-- Text block follows --

Back from Europe, and L.A. is doing just fine
New thoughts on corruption, democracy, and things to actually make you feel good
It’s been a minute. For now, I’m done with my European adventures and will be home in Los Angeles just in time for our city council to finish unraveling! I just published a piece in Puck with my thoughts about the racism and corruption scandal and what it could mean for reimagining democracy and how we citizen. Here’s a chunky quote:
Los Angeles, a city of nearly 4 million people, has only 15 city council seats. Prior to this week, the council was comprised of five white Angelenos, four Latinos, three Blacks, and two Asians—while the population shares of these groups, in the same order, are 28 percent, 48 percent, 9 percent, and 12 percent. The Latino and Asian shares of the population are increasing while white and Black shares are on the decline. If you look at political representation through the reductive lens of melanin composition, then Latinos could be justified in feeling underrepresented. If you acknowledge the history of limiting Latino power in Los Angeles, they are fully justified. I’ve certainly used the same logic when calling for increased representation for Black Americans in a number of areas in society. But when I did so, I didn’t attack and insult a three-year-old to make my point.
Look, solidarity is complicated. When considering these stats, I think back to my conversation with author Heather McGhee about her book The Sum of Us, in which she explained the “zero-sum mentality” that keeps America from fully embracing multiracial democracy with an economy that works for all. McGhee’s core idea is simple: By convincing people that the progress of one group—political, economic, racial, etc.—cancels out the advances of another, it’s possible to keep people divided while harboring more power at the top. That tactic has been part of the American playbook since its founding, through Reconstruction and the New Deal through to the current day. However, I frequently reflect on the flipside of this in McGhee’s related idea of a “solidarity dividend” and the possibility of greater wealth creation through collaboration and multiracial coalitions—a concept that has motivated much of my own work and much of this nation’s progress so far.

-- Text block concluded --

Problem to solve: Reproduce the post on the Los Angeles city council scandal in full, word for word. The rows that follow bear no relation to the post on the Los Angeles city council scandal.

-- Recorded data follows --

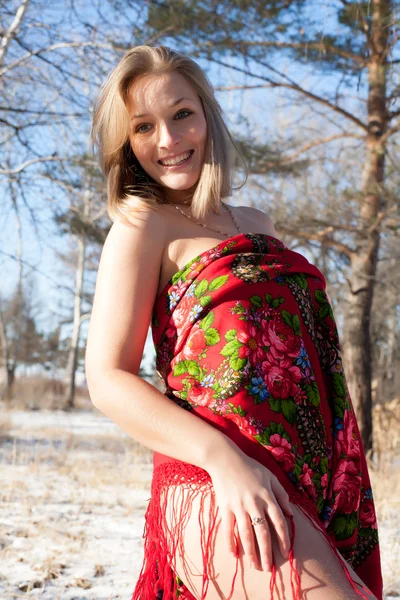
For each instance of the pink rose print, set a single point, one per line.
(346, 439)
(281, 450)
(306, 481)
(346, 484)
(241, 422)
(180, 318)
(195, 344)
(367, 514)
(282, 340)
(200, 395)
(252, 345)
(281, 380)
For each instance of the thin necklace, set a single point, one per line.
(206, 226)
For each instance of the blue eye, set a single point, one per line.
(186, 114)
(140, 127)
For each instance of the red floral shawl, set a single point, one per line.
(245, 338)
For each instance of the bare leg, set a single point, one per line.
(321, 573)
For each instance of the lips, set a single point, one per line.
(184, 156)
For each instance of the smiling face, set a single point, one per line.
(168, 131)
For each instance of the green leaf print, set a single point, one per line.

-- Recorded data concluded --

Response to the task:
Back from Europe, and L.A. is doing just fine
New thoughts on corruption, democracy, and things to actually make you feel good
It’s been a minute. For now, I’m done with my European adventures and will be home in Los Angeles just in time for our city council to finish unraveling! I just published a piece in Puck with my thoughts about the racism and corruption scandal and what it could mean for reimagining democracy and how we citizen. Here’s a chunky quote:
Los Angeles, a city of nearly 4 million people, has only 15 city council seats. Prior to this week, the council was comprised of five white Angelenos, four Latinos, three Blacks, and two Asians—while the population shares of these groups, in the same order, are 28 percent, 48 percent, 9 percent, and 12 percent. The Latino and Asian shares of the population are increasing while white and Black shares are on the decline. If you look at political representation through the reductive lens of melanin composition, then Latinos could be justified in feeling underrepresented. If you acknowledge the history of limiting Latino power in Los Angeles, they are fully justified. I’ve certainly used the same logic when calling for increased representation for Black Americans in a number of areas in society. But when I did so, I didn’t attack and insult a three-year-old to make my point.
Look, solidarity is complicated. When considering these stats, I think back to my conversation with author Heather McGhee about her book The Sum of Us, in which she explained the “zero-sum mentality” that keeps America from fully embracing multiracial democracy with an economy that works for all. McGhee’s core idea is simple: By convincing people that the progress of one group—political, economic, racial, etc.—cancels out the advances of another, it’s possible to keep people divided while harboring more power at the top. That tactic has been part of the American playbook since its founding, through Reconstruction and the New Deal through to the current day. However, I frequently reflect on the flipside of this in McGhee’s related idea of a “solidarity dividend” and the possibility of greater wealth creation through collaboration and multiracial coalitions—a concept that has motivated much of my own work and much of this nation’s progress so far.